**** TEXTO FORNECIDO ****

RKL Escritório de Advocacia

SUCESSÃO TRABALHISTA – CONTROVÉRSIAS PRÁTICAS – CAUTELAS PARA INVESTIDORES E EMPREENDEDORES

SUCESSÃO TRABALHISTA – CONTROVÉRSIAS PRÁTICAS – CAUTELAS PARA INVESTIDORES E EMPREENDEDORES

Antonio Galvão Peres

Luiz Carlos Amorim Robortella

 

Introdução

Os critérios para definição da responsabilidade em casos de sucessão trabalhista está há muito consolidados em doutrina e jurisprudência, mas é frequente seu desrespeito, especialmente em execuções onde o sucessor não tem patrimônio para garantir o pagamento das dívidas assumidas.

Alguns juízes, no afã de satisfazer o credor, tentam soluções rápidas, ao arrepio da melhor técnica e mesmo contrárias ao nosso sistema jurídico.

Tais arroubos pragmáticos são agravados pela dificuldade de defesa no processo de execução, no qual é limitada a produção de prova e a interposição de recursos.

O propósito da coluna de hoje é recuperar conceitos fundamentais que podem reforçar a defesa do executado e atenuar os riscos.

 

Sucessão e responsabilidade trabalhista

No caso de sucessão, a responsabilidade sempre cabe à empresa, independentemente de quem sejam seus controladores, como se vê nos artigos 10 e 448 da CLT.

Pelo princípio da continuidade, o empregado se vincula à empresa, assim considerado o centro de imputação de direitos e obrigações que desenvolve atividade econômica.

O artigo 2º da CLT, com surpreendente clarividência, considera empregador a empresa que dirige e assalaria a prestação pessoal de serviços, assumindo os riscos do empreendimento.

Os efeitos da sucessão ocorrem até mesmo quando há transferência ou venda de um só estabelecimento, como frisa MAURÍCIO GODINHO DELGADO[1]:

há sucessão de empregadores, na acepção celetista, não somente com o transpasse de toda a organização, mas também com a transferência de apenas uma ou algumas de suas frações (“estabelecimentos“): nas duas hipóteses, altera-se subjetivamente o contrato, ingressando, no pólo passivo, novo titular. O objetivo da legislação com as normas regulamentadoras da “sucessão trabalhista” (arts. 10 e 448, CLT), é assegurar a intangibilidade dos contratos de trabalho firmados pelo antigo empregador, garantindo a continuidade desses contratos. Em coerência, estabelece a lei, com respeito aos contratos de trabalho existentes no conjunto da organização empresarial em transferência ou na parcela transferida dessa organização, sua imediata e automática assunção pelo adquirente, a qualquer título, dessa organização ou sua parcela (“estabelecimento comercial”). O novo titular passa a responder pelos efeitos presentes, futuros e passados dos contratos de trabalho que lhe foram transferidos, ex lege.”

****

### TAREFA BREVE:
Segundo o texto sobre sucessão trabalhista, o que agrava os "arroubos pragmáticos" de alguns juízes? Explique em até três frases.

**** DADOS FORNECIDOS ****

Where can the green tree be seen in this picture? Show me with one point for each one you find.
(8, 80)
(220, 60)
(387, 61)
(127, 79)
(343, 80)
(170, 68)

****

### RESPOSTA CORRETA:
Esses arroubos são agravados pela dificuldade de defesa no processo de execução. Nesse processo, a produção de prova e a interposição de recursos são limitadas.